Turn the data below into a Markdown table with two columns, "No." for the row number and "Text" for the line. Skip any blank lines.

>> Start

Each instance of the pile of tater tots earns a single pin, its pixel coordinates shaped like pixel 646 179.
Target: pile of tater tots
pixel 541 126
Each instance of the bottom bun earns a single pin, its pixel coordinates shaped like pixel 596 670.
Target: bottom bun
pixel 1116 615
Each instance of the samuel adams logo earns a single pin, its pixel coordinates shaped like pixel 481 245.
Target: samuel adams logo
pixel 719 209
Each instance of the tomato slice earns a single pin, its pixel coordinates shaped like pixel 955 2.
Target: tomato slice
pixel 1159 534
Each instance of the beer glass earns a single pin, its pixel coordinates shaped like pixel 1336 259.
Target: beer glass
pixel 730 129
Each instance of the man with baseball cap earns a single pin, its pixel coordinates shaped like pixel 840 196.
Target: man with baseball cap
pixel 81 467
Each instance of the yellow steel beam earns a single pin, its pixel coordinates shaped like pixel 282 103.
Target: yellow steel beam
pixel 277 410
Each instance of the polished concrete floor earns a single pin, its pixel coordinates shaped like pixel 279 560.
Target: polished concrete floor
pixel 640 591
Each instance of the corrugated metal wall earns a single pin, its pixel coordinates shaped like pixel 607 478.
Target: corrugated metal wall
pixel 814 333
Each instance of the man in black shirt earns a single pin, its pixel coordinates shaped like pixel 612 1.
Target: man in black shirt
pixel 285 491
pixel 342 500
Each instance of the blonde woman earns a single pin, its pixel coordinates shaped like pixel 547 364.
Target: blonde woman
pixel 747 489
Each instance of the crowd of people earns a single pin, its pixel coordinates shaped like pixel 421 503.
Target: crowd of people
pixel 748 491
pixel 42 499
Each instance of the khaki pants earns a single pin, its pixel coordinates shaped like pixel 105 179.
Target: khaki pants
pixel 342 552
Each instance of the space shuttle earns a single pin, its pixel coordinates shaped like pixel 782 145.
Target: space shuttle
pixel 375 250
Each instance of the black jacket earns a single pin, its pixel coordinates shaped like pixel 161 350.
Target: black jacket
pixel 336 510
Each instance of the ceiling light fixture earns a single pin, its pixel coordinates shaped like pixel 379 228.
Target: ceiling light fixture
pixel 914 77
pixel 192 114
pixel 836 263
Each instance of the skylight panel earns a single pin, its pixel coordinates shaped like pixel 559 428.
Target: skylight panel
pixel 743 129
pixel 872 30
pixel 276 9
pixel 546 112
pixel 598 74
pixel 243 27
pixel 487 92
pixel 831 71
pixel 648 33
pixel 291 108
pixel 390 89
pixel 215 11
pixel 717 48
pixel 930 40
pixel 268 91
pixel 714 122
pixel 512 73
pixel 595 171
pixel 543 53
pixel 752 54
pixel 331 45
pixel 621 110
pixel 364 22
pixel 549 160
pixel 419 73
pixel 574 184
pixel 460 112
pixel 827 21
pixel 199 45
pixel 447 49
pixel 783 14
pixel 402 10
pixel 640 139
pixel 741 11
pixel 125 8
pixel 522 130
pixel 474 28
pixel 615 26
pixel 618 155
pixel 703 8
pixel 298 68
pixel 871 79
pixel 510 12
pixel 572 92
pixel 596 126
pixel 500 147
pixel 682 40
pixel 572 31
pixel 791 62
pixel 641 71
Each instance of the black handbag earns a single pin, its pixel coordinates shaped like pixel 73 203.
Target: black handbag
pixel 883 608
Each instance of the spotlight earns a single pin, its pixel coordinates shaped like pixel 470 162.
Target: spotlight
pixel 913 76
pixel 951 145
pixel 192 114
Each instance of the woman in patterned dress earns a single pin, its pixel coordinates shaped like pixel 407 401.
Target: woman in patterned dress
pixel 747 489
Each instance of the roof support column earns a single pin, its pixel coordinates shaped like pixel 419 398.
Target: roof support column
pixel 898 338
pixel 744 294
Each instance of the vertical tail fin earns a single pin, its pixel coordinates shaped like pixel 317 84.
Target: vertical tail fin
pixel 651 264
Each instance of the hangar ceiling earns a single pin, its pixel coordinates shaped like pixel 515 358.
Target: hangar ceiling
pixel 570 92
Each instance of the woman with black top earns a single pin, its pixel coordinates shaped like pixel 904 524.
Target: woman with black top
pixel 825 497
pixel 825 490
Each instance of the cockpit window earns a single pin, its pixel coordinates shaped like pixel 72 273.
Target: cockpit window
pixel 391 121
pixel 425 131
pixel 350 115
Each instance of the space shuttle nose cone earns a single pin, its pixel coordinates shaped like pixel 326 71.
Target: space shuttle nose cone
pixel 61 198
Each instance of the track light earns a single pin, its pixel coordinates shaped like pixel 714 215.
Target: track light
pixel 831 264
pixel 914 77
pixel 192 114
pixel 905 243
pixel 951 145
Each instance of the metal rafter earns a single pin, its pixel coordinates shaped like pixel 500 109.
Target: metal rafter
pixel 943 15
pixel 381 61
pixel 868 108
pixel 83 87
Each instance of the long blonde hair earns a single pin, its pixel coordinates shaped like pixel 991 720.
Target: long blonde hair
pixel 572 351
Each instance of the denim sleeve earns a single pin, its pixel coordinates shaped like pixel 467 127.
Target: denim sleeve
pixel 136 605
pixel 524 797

>> End

◆ CORRECT ANSWER:
| No. | Text |
|---|---|
| 1 | Each instance of the pile of tater tots earns a single pin, its pixel coordinates shaped like pixel 646 179. |
| 2 | Target: pile of tater tots |
| 3 | pixel 541 126 |
| 4 | Each instance of the bottom bun earns a single pin, its pixel coordinates shaped like pixel 596 670. |
| 5 | Target: bottom bun |
| 6 | pixel 1116 615 |
| 7 | Each instance of the samuel adams logo earns a single pin, its pixel coordinates shaped like pixel 481 245. |
| 8 | Target: samuel adams logo |
| 9 | pixel 719 209 |
| 10 | Each instance of the tomato slice earns a single pin, its pixel coordinates shaped like pixel 955 2. |
| 11 | Target: tomato slice |
| 12 | pixel 1159 534 |
| 13 | Each instance of the beer glass earns a single pin, its pixel coordinates shaped like pixel 1336 259. |
| 14 | Target: beer glass |
| 15 | pixel 730 129 |
| 16 | Each instance of the man with baseball cap earns a single pin, its pixel coordinates shaped like pixel 840 196. |
| 17 | Target: man with baseball cap |
| 18 | pixel 81 467 |
| 19 | Each instance of the yellow steel beam earns a single pin, its pixel coordinates shaped like pixel 282 103. |
| 20 | Target: yellow steel beam |
| 21 | pixel 277 410 |
| 22 | Each instance of the polished concrete floor earns a single pin, its pixel coordinates shaped like pixel 279 560. |
| 23 | Target: polished concrete floor |
| 24 | pixel 640 591 |
| 25 | Each instance of the corrugated metal wall earns a single pin, its pixel coordinates shaped like pixel 607 478. |
| 26 | Target: corrugated metal wall |
| 27 | pixel 814 333 |
| 28 | Each instance of the man in black shirt earns a single pin, its pixel coordinates shaped like pixel 612 1. |
| 29 | Target: man in black shirt |
| 30 | pixel 285 491 |
| 31 | pixel 342 500 |
| 32 | Each instance of the blonde woman earns a single pin, its pixel coordinates shaped like pixel 547 364. |
| 33 | Target: blonde woman |
| 34 | pixel 747 489 |
| 35 | Each instance of the crowd of people earns a single pin, its pixel coordinates shaped like pixel 421 503. |
| 36 | Target: crowd of people |
| 37 | pixel 748 491 |
| 38 | pixel 42 499 |
| 39 | Each instance of the khaki pants earns a single pin, its pixel coordinates shaped like pixel 105 179. |
| 40 | Target: khaki pants |
| 41 | pixel 342 552 |
| 42 | Each instance of the space shuttle earns a single pin, its pixel coordinates shaped like pixel 782 145. |
| 43 | Target: space shuttle |
| 44 | pixel 375 250 |
| 45 | Each instance of the black jacket earns a single pin, its pixel coordinates shaped like pixel 161 350. |
| 46 | Target: black jacket |
| 47 | pixel 336 510 |
| 48 | Each instance of the ceiling light fixture earns a single pin, its pixel coordinates shaped like pixel 379 228. |
| 49 | Target: ceiling light fixture |
| 50 | pixel 914 77 |
| 51 | pixel 192 114 |
| 52 | pixel 836 263 |
| 53 | Each instance of the skylight panel earns a single pin, its pixel coordinates shaped like pixel 559 428. |
| 54 | Target: skylight panel |
| 55 | pixel 743 129 |
| 56 | pixel 872 30 |
| 57 | pixel 276 9 |
| 58 | pixel 546 112 |
| 59 | pixel 598 74 |
| 60 | pixel 243 27 |
| 61 | pixel 487 92 |
| 62 | pixel 831 71 |
| 63 | pixel 648 33 |
| 64 | pixel 291 108 |
| 65 | pixel 390 89 |
| 66 | pixel 215 11 |
| 67 | pixel 717 48 |
| 68 | pixel 930 40 |
| 69 | pixel 268 91 |
| 70 | pixel 714 122 |
| 71 | pixel 512 73 |
| 72 | pixel 595 171 |
| 73 | pixel 543 53 |
| 74 | pixel 752 54 |
| 75 | pixel 331 45 |
| 76 | pixel 621 110 |
| 77 | pixel 364 22 |
| 78 | pixel 549 160 |
| 79 | pixel 419 73 |
| 80 | pixel 574 184 |
| 81 | pixel 460 112 |
| 82 | pixel 827 21 |
| 83 | pixel 199 45 |
| 84 | pixel 447 49 |
| 85 | pixel 783 14 |
| 86 | pixel 402 10 |
| 87 | pixel 640 139 |
| 88 | pixel 741 11 |
| 89 | pixel 125 8 |
| 90 | pixel 522 130 |
| 91 | pixel 474 28 |
| 92 | pixel 615 26 |
| 93 | pixel 618 155 |
| 94 | pixel 703 8 |
| 95 | pixel 298 68 |
| 96 | pixel 871 79 |
| 97 | pixel 510 12 |
| 98 | pixel 572 92 |
| 99 | pixel 596 126 |
| 100 | pixel 500 147 |
| 101 | pixel 682 40 |
| 102 | pixel 572 31 |
| 103 | pixel 791 62 |
| 104 | pixel 641 71 |
| 105 | Each instance of the black handbag earns a single pin, its pixel coordinates shaped like pixel 73 203. |
| 106 | Target: black handbag |
| 107 | pixel 883 608 |
| 108 | Each instance of the spotlight earns a single pin, its pixel coordinates shaped like pixel 470 162. |
| 109 | Target: spotlight |
| 110 | pixel 913 76 |
| 111 | pixel 951 145 |
| 112 | pixel 192 114 |
| 113 | Each instance of the woman in patterned dress earns a single pin, its pixel coordinates shaped like pixel 407 401. |
| 114 | Target: woman in patterned dress |
| 115 | pixel 747 489 |
| 116 | Each instance of the roof support column earns a single pin, its pixel coordinates shaped like pixel 419 398. |
| 117 | Target: roof support column |
| 118 | pixel 898 338 |
| 119 | pixel 744 294 |
| 120 | Each instance of the vertical tail fin earns a single pin, its pixel coordinates shaped like pixel 317 84. |
| 121 | Target: vertical tail fin |
| 122 | pixel 651 264 |
| 123 | Each instance of the hangar ceiling earns a single pin, its pixel coordinates shaped like pixel 515 358. |
| 124 | Target: hangar ceiling |
| 125 | pixel 570 92 |
| 126 | Each instance of the woman with black top earns a single pin, its pixel coordinates shaped like pixel 904 524. |
| 127 | Target: woman with black top |
| 128 | pixel 825 497 |
| 129 | pixel 825 490 |
| 130 | Each instance of the cockpit window earns a single pin, its pixel coordinates shaped like pixel 72 273. |
| 131 | Target: cockpit window |
| 132 | pixel 391 121 |
| 133 | pixel 425 131 |
| 134 | pixel 350 115 |
| 135 | Each instance of the space shuttle nose cone earns a single pin, its pixel coordinates shaped like pixel 326 71. |
| 136 | Target: space shuttle nose cone |
| 137 | pixel 61 198 |
| 138 | Each instance of the track light earns a single pin, its pixel coordinates shaped like pixel 714 215. |
| 139 | Target: track light |
| 140 | pixel 831 264 |
| 141 | pixel 914 77 |
| 142 | pixel 192 114 |
| 143 | pixel 905 243 |
| 144 | pixel 951 145 |
| 145 | Each instance of the metal rafter earns a single pin, its pixel coordinates shaped like pixel 500 109. |
| 146 | Target: metal rafter |
| 147 | pixel 943 15 |
| 148 | pixel 381 61 |
| 149 | pixel 868 108 |
| 150 | pixel 83 87 |
| 151 | Each instance of the long blonde hair earns a single pin, its pixel coordinates shaped like pixel 991 720. |
| 152 | Target: long blonde hair |
| 153 | pixel 572 351 |
| 154 | Each instance of the denim sleeve earns a single pin, its pixel coordinates shaped like pixel 467 127. |
| 155 | Target: denim sleeve |
| 156 | pixel 136 605 |
| 157 | pixel 524 797 |